* **AIM**: Copy out the lines of the items below, from the line containing "shaped like [502,173]." through the end of the items. Leave the pictures out of your copy.

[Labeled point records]
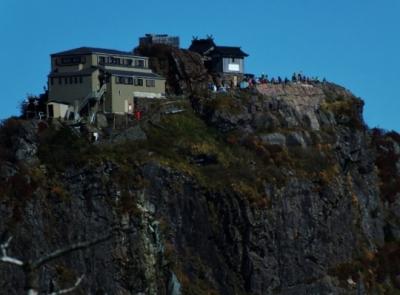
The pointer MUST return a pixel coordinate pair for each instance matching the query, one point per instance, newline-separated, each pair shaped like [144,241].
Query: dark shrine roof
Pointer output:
[203,45]
[230,51]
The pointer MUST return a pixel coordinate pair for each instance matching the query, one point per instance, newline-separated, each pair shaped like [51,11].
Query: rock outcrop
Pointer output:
[300,198]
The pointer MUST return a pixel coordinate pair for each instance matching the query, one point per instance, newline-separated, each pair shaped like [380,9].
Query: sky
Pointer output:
[354,43]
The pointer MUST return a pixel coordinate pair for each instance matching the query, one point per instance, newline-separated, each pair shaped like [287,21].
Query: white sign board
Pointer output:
[233,67]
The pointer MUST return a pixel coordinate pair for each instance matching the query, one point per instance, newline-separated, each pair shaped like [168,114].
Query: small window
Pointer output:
[150,83]
[139,63]
[120,80]
[138,82]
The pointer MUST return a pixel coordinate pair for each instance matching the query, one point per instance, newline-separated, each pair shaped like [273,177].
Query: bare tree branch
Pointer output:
[65,291]
[71,248]
[7,259]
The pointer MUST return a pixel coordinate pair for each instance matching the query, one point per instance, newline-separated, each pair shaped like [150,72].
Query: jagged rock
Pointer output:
[309,220]
[295,139]
[130,134]
[273,139]
[101,121]
[183,69]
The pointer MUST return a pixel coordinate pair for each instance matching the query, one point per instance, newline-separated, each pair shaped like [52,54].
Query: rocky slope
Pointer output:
[275,190]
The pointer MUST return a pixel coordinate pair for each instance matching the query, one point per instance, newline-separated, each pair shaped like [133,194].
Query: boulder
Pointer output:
[273,139]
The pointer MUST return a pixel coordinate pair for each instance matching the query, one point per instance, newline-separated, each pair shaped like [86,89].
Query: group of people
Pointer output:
[252,81]
[296,78]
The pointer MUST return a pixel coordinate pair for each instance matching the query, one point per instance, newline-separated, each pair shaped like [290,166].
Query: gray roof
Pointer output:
[84,72]
[135,74]
[90,50]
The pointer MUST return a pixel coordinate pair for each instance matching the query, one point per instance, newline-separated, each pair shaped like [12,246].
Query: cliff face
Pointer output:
[279,190]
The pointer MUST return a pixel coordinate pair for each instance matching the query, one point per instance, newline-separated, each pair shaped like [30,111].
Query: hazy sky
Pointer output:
[355,43]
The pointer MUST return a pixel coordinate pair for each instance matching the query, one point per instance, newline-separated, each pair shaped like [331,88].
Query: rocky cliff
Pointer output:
[276,190]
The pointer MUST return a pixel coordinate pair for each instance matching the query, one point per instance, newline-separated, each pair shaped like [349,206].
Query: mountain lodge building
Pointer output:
[89,79]
[226,61]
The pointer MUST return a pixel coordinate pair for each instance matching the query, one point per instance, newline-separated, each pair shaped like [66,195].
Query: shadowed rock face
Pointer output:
[183,69]
[295,201]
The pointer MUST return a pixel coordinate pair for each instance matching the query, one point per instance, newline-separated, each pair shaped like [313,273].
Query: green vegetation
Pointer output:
[374,268]
[386,161]
[347,111]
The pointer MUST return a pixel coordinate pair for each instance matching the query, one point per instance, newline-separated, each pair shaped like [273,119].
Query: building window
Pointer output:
[120,80]
[138,82]
[71,60]
[114,60]
[150,83]
[139,63]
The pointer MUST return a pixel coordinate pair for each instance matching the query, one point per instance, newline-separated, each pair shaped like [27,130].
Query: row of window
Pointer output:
[67,80]
[70,60]
[138,63]
[134,81]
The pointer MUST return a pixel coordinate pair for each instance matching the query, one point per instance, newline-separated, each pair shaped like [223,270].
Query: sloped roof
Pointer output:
[84,72]
[90,50]
[136,74]
[201,45]
[230,51]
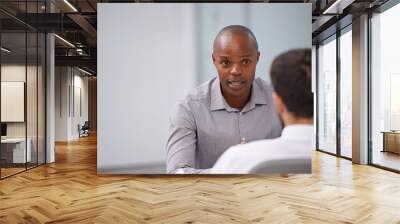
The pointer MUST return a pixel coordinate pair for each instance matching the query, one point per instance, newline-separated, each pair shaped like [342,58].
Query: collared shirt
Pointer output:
[295,142]
[203,125]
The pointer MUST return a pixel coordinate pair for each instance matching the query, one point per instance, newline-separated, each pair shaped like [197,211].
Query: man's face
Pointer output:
[235,58]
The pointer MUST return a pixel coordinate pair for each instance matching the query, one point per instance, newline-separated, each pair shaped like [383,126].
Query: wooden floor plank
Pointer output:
[70,191]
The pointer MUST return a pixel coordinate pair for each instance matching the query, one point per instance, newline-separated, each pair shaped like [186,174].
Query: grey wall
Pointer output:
[151,55]
[67,80]
[277,27]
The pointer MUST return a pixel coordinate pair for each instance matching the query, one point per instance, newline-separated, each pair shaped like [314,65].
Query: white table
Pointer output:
[18,144]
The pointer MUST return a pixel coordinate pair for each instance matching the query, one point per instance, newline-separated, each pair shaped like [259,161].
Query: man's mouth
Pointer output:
[236,84]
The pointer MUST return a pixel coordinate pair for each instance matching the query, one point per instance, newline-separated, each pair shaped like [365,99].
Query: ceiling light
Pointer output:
[70,5]
[64,40]
[338,6]
[5,50]
[84,71]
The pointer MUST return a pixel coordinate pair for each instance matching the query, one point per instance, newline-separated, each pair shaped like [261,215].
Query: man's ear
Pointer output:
[280,107]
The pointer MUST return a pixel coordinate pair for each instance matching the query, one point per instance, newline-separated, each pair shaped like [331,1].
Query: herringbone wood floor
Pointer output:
[70,191]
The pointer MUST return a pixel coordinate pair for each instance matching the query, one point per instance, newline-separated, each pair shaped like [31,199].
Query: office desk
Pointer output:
[391,141]
[13,150]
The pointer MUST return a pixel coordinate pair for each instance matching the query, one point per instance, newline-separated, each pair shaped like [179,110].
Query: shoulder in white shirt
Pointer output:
[295,142]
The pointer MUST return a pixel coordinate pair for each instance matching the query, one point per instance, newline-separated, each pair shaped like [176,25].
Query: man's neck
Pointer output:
[237,102]
[289,119]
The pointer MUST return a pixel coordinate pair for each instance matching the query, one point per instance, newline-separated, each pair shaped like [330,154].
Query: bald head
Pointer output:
[235,33]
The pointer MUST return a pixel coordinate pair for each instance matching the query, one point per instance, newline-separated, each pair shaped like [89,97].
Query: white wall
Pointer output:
[151,55]
[67,80]
[277,27]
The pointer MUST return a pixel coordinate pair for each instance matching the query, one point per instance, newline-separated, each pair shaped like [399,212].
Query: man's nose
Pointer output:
[236,70]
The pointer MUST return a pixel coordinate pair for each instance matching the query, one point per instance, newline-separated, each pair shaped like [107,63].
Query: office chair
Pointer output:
[283,166]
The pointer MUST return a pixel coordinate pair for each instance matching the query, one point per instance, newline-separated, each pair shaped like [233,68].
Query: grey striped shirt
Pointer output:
[203,125]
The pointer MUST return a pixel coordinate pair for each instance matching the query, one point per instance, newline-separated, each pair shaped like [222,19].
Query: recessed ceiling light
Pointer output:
[84,71]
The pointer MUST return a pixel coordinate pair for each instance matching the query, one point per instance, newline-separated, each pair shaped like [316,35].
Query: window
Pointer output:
[385,89]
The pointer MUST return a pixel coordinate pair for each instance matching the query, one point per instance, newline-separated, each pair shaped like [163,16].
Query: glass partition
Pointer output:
[22,63]
[327,95]
[346,92]
[13,94]
[385,89]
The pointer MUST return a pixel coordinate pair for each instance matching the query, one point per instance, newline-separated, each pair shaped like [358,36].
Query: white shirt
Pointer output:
[295,142]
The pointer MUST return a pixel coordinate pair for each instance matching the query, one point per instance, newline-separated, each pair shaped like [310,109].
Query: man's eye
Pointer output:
[225,62]
[245,61]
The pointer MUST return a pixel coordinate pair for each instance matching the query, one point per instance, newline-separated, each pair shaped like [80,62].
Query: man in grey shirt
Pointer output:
[233,108]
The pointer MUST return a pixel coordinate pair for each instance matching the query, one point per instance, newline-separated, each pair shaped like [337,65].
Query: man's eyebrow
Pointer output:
[246,56]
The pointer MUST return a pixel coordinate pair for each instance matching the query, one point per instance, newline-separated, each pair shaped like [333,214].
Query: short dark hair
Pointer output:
[291,80]
[238,29]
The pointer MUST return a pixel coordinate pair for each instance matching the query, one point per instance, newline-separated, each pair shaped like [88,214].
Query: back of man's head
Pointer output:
[291,80]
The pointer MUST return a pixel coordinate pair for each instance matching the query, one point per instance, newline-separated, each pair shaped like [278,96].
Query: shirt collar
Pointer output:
[218,101]
[298,132]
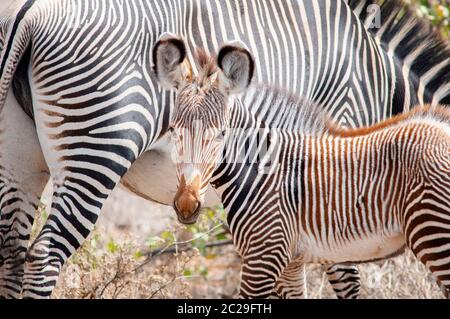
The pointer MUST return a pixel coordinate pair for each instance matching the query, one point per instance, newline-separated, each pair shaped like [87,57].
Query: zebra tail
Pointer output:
[15,43]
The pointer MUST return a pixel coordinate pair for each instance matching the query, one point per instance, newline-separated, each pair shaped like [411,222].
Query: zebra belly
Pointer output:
[365,249]
[153,176]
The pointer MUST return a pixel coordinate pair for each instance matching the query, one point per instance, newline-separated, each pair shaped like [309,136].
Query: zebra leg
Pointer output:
[261,268]
[427,235]
[292,284]
[76,205]
[345,280]
[23,175]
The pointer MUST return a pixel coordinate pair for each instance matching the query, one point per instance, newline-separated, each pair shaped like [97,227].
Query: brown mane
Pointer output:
[420,111]
[207,66]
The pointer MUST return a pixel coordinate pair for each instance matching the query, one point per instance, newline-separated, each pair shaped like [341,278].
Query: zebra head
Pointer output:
[200,119]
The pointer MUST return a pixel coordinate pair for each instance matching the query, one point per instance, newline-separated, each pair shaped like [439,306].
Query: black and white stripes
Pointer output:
[97,107]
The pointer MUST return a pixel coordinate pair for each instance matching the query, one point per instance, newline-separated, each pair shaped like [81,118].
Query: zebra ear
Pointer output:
[169,61]
[237,67]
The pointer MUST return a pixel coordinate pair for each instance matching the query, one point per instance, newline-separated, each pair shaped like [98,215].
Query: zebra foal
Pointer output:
[317,193]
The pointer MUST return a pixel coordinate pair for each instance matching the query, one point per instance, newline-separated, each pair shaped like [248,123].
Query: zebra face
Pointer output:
[201,116]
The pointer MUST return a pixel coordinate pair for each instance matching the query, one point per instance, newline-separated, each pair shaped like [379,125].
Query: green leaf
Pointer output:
[112,247]
[187,272]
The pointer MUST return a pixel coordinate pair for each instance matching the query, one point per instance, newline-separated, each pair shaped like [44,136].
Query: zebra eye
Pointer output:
[221,135]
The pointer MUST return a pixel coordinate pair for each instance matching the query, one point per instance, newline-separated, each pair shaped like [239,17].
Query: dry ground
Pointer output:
[106,266]
[105,270]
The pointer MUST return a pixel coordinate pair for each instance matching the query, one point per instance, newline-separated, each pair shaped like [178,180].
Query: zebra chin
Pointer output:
[187,207]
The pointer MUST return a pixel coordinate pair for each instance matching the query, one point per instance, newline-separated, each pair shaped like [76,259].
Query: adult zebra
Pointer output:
[97,109]
[298,188]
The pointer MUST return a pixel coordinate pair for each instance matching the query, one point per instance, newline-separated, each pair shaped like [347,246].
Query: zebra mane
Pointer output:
[278,108]
[438,113]
[207,66]
[281,109]
[410,37]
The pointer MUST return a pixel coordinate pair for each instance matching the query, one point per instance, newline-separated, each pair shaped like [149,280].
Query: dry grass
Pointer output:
[97,271]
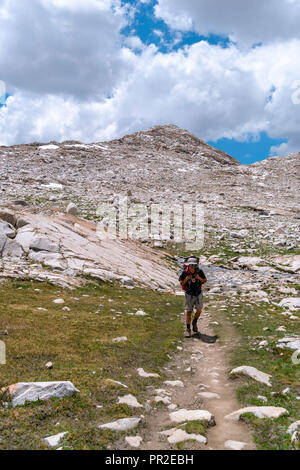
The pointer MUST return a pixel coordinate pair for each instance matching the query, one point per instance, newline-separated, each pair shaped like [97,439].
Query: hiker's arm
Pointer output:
[201,279]
[184,282]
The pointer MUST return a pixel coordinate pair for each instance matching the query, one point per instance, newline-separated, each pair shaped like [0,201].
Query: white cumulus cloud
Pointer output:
[248,22]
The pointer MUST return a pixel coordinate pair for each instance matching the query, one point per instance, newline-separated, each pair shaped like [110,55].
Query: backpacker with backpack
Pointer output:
[185,268]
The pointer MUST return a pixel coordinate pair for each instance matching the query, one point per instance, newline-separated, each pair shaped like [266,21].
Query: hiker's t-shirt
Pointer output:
[193,288]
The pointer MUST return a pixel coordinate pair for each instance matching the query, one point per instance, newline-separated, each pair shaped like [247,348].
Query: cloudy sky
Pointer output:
[93,70]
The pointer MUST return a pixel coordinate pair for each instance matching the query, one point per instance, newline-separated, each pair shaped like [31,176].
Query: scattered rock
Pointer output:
[292,303]
[130,400]
[23,392]
[209,395]
[72,209]
[181,436]
[134,441]
[235,445]
[192,415]
[119,340]
[293,427]
[58,301]
[121,425]
[253,373]
[289,343]
[53,441]
[145,374]
[295,440]
[259,412]
[174,383]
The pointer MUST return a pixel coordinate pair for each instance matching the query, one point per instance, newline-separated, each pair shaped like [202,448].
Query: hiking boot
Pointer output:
[195,327]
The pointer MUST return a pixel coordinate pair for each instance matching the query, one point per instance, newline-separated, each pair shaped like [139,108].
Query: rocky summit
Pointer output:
[254,205]
[83,304]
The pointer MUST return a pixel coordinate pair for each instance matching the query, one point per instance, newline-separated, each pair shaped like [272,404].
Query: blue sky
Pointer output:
[225,71]
[147,27]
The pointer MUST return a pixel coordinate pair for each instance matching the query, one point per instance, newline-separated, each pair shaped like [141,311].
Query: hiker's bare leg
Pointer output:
[198,313]
[196,317]
[188,319]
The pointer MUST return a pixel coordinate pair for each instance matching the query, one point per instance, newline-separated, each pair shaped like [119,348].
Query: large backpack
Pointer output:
[186,269]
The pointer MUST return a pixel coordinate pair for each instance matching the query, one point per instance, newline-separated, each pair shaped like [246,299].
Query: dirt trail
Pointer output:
[209,364]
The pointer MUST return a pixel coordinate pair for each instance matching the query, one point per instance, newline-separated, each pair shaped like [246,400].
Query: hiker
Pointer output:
[191,280]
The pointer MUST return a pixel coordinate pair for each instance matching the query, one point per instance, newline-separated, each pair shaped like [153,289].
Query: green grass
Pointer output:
[79,343]
[269,434]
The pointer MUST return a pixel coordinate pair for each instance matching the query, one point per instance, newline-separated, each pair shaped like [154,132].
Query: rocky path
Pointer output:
[203,370]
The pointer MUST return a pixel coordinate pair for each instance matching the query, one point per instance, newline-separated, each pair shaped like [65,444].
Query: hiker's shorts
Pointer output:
[192,301]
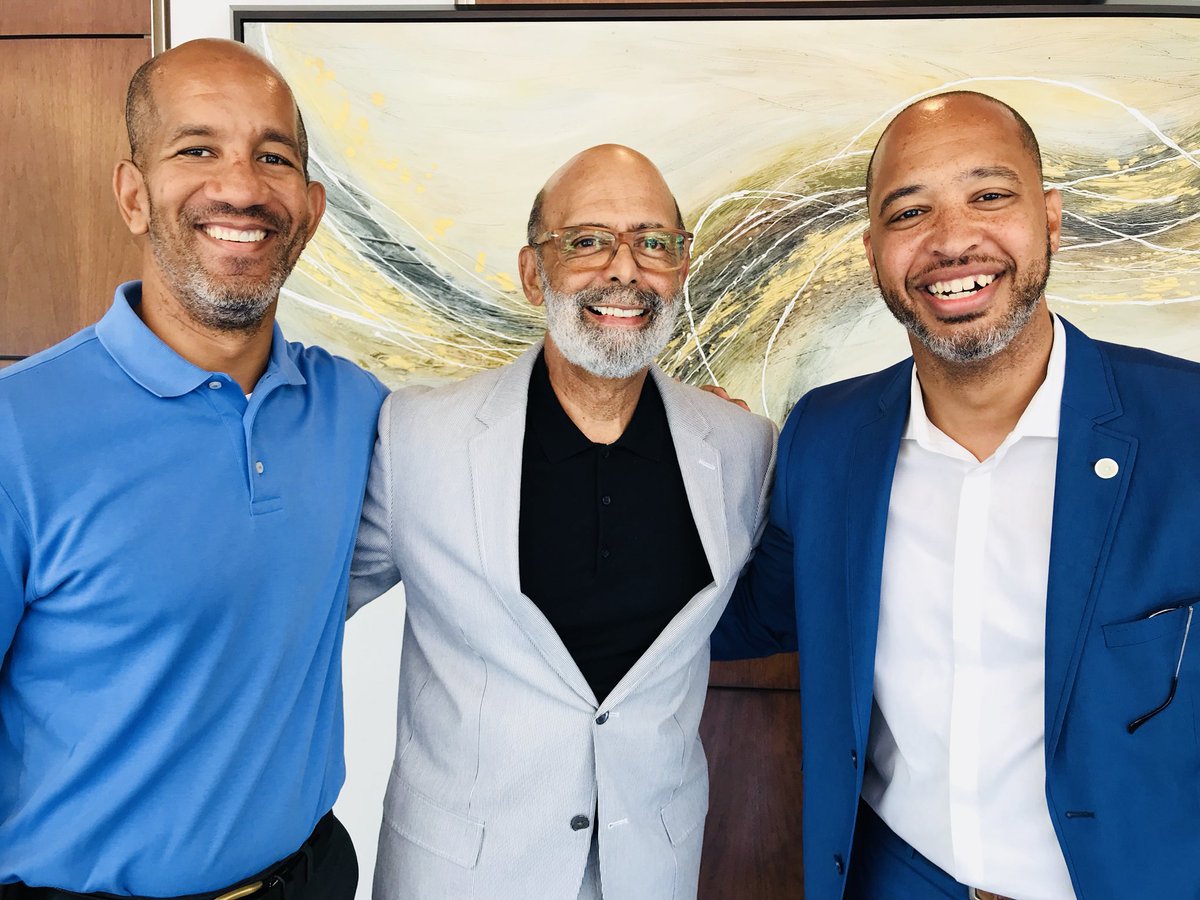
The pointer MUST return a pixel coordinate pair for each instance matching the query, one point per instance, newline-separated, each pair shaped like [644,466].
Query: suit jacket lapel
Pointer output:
[496,456]
[700,463]
[1086,509]
[871,468]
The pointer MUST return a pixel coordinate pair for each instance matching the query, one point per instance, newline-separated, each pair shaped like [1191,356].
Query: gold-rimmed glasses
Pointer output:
[663,250]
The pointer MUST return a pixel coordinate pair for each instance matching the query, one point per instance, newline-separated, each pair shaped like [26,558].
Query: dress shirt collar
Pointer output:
[647,433]
[156,366]
[1039,419]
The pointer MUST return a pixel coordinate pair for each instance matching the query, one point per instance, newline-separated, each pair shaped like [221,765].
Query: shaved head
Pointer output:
[1029,139]
[141,106]
[587,163]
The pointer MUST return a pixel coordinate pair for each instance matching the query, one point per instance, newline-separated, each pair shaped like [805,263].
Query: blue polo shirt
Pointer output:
[173,574]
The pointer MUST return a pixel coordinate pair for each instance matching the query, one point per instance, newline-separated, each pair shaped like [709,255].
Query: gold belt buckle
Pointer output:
[244,891]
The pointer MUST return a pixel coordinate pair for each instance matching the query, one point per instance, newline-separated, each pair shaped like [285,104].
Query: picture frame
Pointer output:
[433,130]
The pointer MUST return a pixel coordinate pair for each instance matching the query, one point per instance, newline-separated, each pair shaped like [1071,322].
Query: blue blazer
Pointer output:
[1126,807]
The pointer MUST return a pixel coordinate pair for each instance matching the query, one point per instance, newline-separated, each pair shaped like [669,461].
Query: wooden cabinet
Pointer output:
[63,244]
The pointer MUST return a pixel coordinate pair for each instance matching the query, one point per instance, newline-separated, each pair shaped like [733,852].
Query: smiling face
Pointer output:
[615,319]
[961,229]
[220,186]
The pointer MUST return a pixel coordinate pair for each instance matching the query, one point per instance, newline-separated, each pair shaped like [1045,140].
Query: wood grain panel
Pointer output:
[778,672]
[753,834]
[75,17]
[63,244]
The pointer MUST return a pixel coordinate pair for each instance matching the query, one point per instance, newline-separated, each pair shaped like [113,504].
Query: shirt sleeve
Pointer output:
[373,569]
[15,562]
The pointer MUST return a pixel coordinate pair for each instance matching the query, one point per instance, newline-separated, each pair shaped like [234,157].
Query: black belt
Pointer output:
[273,883]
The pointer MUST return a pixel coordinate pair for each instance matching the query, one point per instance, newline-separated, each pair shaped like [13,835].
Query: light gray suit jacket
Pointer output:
[501,742]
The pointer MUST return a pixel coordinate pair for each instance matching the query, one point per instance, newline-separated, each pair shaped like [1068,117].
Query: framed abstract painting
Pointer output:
[433,130]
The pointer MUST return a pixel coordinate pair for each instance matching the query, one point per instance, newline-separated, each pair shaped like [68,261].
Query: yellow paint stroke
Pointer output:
[503,281]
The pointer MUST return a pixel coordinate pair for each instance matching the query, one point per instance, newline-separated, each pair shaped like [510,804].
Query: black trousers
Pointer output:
[324,868]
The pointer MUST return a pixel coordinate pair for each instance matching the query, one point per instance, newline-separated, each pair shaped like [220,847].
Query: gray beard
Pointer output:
[215,305]
[604,352]
[976,346]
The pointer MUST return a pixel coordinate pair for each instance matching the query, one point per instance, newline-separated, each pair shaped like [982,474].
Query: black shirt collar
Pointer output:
[647,433]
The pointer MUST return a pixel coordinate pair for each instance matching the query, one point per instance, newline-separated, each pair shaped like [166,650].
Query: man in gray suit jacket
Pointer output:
[568,531]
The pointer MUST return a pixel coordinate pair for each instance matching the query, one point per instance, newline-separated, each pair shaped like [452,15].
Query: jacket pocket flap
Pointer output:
[687,810]
[425,823]
[1123,634]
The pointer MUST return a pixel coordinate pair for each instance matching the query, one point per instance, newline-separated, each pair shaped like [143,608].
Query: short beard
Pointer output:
[604,352]
[229,303]
[978,345]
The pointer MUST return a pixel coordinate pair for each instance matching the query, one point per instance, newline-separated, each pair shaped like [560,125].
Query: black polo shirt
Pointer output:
[609,546]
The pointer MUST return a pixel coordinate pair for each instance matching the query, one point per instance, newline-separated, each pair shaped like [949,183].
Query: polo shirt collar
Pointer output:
[647,433]
[144,358]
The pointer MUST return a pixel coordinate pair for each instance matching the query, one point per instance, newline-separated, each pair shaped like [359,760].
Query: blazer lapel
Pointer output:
[1086,508]
[700,463]
[871,466]
[496,459]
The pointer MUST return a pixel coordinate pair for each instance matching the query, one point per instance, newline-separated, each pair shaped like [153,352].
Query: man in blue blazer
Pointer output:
[989,558]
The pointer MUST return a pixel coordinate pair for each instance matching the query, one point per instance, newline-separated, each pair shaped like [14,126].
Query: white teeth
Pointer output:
[233,234]
[617,312]
[957,287]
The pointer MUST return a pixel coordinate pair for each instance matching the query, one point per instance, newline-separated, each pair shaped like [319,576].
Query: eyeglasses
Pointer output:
[661,250]
[1175,679]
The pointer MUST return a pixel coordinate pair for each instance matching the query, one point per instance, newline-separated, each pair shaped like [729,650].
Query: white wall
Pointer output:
[373,636]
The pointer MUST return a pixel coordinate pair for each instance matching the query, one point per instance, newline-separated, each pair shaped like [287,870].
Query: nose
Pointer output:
[623,267]
[955,233]
[237,183]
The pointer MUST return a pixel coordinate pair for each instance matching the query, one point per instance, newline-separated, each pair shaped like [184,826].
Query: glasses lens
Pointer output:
[658,250]
[586,246]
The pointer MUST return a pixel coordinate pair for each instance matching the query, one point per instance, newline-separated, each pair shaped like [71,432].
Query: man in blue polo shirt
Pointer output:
[179,495]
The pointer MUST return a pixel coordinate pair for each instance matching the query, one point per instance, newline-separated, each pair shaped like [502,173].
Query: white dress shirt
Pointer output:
[957,751]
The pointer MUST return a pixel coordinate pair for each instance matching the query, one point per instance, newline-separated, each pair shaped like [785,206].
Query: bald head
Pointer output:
[951,103]
[186,61]
[618,172]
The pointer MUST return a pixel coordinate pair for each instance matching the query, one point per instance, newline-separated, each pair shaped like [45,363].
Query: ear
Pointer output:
[132,196]
[870,256]
[316,208]
[1054,219]
[531,281]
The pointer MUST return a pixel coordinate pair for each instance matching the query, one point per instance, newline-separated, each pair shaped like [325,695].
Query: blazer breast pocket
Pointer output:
[1152,661]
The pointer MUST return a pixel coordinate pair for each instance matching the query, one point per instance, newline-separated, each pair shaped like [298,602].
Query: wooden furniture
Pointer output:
[63,244]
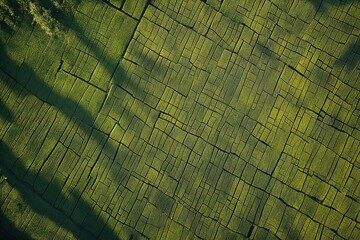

* **EXERCISE RESPONSE**:
The pointer MUST return a pixel coordinate pair for each instance matching the query, one point per instance, newline-separated, each pair shaped like [502,173].
Query: white dress shirt
Pointer output:
[957,751]
The pointer MUST return a pixel coordinate pair for each instance matching the query, one point per instance, newline-separated, each pair shaped like [785,206].
Query: bald head
Pointer output:
[951,103]
[186,61]
[618,172]
The pointer MUST return a pixel coordinate pair for each instance matching the query, one point per instance, newline-separated, each pair shaped like [45,363].
Query: ear
Pointer output:
[132,196]
[870,256]
[316,208]
[1054,219]
[531,281]
The pointer MUST return a pixel coordinate pair for each instance matching the query, one point per instance, newline-separated, each pair shaped like [325,695].
Query: blazer breast pocket
Pointer output:
[1152,661]
The pointer MUST return a pixel coordinate pair for each instance matching the query, one point per instance, newline-separated, each pair shaped like [298,602].
Query: wooden furniture
Pointer output:
[63,244]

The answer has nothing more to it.